### Work order
Continue the text on India's response to China's annexation of Tibet, starting right after its final sentence.

### Excerpted text
****************

One wonders what would have happened had India not sent rice. Would the PLA have consolidated so easily its hold over the Roof of the World? Instead of confronting China over its forceful annexation of Tibet, which replaced a peaceful neighbour for India with an aggressive, imperialist one, the Nehru government felicitated the same by providing food for the invading troops.
Arpi brings out another never-told-before saga of four Indian “prisoners of war” caught during the 1950 invasion, and a couple of them were in the PLA’s confinement for almost two years without the “friendly” Chinese government even caring to inform India. Ironically, these PoWs were not soldiers or even spies; they were “employed by the Tibetan government and worked under Robert Ford, the British radio operator in Chamdo”. Ford recalled how the four young Indians had been trained to man a wireless station. The fact that China kept them in jails without informing India, should have shown the Indian government that China was not a friend. Nonetheless, as Arpi writes, “in this particular case, Indian diplomacy showed firmness and determination, allowing the release of four Indian ‘prisoners of war’.”
There’s another interesting thing that comes out from the book: That Nehru may have been blinded by his deep ideological moorings, but his love for the nation was paramount. It’s evident from the way he handled the case of four Indian “PoWs”. The same, however, can’t be said about his trusted lieutenants.
K.M. Panikkar, India’s ambassador to China from 1950-52, often acted like Mao’s envoy rather than Nehru’s, invariably defending the Chinese acts of omission and commission. Even when the Chinese were caught napping with their wrong, aggressive foot forward, he would defend them. “The Chinese attitude about these issues has all along been that these arise from unequal treaties and are ‘scars left behind’ by the British,” he would say. Even when the PLA was busy disrupting and distorting the Tibetan way of life, Panikkar would send a note back home, saying: “Not much news has been appearing about Tibet of late and it is expected that the work of re-organisation there will naturally take time and will be handled with tact and care by the Chinese authorities.”

****************

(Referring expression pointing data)
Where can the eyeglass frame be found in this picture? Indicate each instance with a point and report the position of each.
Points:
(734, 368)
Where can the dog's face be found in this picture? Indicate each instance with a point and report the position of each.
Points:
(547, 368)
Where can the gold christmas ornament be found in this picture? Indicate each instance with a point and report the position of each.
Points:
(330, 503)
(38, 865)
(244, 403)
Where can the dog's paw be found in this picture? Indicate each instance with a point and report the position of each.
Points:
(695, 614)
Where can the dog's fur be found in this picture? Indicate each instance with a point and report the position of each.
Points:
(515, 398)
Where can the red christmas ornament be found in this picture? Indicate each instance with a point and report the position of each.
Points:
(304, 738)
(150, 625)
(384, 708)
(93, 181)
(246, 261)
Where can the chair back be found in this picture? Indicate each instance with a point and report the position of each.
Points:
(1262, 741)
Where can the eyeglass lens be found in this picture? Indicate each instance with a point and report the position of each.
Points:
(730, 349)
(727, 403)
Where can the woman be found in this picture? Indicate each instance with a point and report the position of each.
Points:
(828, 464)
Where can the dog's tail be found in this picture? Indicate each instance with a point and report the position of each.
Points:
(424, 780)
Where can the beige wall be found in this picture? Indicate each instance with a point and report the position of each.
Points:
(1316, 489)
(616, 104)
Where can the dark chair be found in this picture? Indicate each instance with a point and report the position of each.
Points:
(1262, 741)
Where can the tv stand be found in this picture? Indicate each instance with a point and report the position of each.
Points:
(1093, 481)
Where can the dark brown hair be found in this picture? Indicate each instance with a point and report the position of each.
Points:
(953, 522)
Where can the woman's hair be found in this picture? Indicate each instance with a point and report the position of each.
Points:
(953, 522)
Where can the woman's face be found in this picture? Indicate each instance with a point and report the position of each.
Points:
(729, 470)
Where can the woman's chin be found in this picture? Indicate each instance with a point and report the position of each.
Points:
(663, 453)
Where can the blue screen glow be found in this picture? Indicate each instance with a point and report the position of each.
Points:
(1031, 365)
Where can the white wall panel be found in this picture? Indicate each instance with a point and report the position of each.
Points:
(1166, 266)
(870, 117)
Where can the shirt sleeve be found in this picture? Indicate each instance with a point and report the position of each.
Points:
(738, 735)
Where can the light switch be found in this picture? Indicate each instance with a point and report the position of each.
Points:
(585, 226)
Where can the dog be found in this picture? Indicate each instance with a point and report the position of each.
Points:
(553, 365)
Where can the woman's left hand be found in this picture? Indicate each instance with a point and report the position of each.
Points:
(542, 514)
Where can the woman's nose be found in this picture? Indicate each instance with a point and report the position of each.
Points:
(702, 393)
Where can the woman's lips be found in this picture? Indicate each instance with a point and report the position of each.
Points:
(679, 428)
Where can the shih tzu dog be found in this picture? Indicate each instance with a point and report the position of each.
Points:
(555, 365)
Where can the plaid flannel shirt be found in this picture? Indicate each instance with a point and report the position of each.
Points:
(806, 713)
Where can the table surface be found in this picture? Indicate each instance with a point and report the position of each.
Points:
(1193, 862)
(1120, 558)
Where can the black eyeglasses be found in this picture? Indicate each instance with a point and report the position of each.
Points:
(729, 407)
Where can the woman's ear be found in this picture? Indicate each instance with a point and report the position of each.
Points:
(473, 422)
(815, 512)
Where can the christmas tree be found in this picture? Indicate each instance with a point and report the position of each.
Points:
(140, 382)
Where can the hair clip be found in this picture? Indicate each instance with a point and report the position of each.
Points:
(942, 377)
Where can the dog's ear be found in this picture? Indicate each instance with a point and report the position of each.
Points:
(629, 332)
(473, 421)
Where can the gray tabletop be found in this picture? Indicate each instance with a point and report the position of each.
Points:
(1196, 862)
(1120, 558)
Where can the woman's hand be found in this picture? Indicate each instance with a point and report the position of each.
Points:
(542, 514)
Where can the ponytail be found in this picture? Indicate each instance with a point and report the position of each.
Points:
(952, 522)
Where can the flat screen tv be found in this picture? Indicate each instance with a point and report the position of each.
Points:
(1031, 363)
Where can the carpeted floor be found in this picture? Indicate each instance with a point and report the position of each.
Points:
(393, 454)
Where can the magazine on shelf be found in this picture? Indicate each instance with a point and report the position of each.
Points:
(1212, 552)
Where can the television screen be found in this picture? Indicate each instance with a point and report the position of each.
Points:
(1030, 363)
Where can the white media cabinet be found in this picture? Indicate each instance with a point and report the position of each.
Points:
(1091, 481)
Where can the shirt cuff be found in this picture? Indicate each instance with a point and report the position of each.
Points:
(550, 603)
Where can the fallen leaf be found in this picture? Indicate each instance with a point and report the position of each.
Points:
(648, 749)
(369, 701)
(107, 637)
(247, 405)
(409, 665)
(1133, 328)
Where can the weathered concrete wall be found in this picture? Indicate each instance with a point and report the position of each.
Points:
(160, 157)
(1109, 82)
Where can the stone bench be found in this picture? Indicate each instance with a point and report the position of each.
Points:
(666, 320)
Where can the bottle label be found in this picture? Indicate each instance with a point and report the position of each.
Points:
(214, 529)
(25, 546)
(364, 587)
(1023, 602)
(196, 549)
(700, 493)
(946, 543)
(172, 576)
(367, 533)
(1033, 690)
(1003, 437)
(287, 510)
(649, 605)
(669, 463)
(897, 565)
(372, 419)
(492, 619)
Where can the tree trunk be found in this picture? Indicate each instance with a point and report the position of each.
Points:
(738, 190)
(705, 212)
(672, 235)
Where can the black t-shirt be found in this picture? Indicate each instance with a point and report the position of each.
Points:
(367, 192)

****************

### Task result
Panikkar wasn’t alone, however. The most prominent among others being the then Defence Minister, V.K. Krishna Menon, who, according to his biographer T.J.S. George, was such a votary of self-reliance that he refused to import defence equipment and turned the military factories into production lines for hairclips and pressure-cookers. Akbar takes the story forward when he writes in Nehru: The Making of India, “The Army was convinced that Menon was more concerned about promoting himself than defending his country at home… Even Nehru was perturbed at Menon’s foreign tours. When the Chinese advanced into Ladakh in 1959, the defence minister was in New York and showed no desire to return till Nehru rebuked him.” Shockingly, Menon had allowed a Chinese military mission to tour India’s major defence establishments as late as in 1958.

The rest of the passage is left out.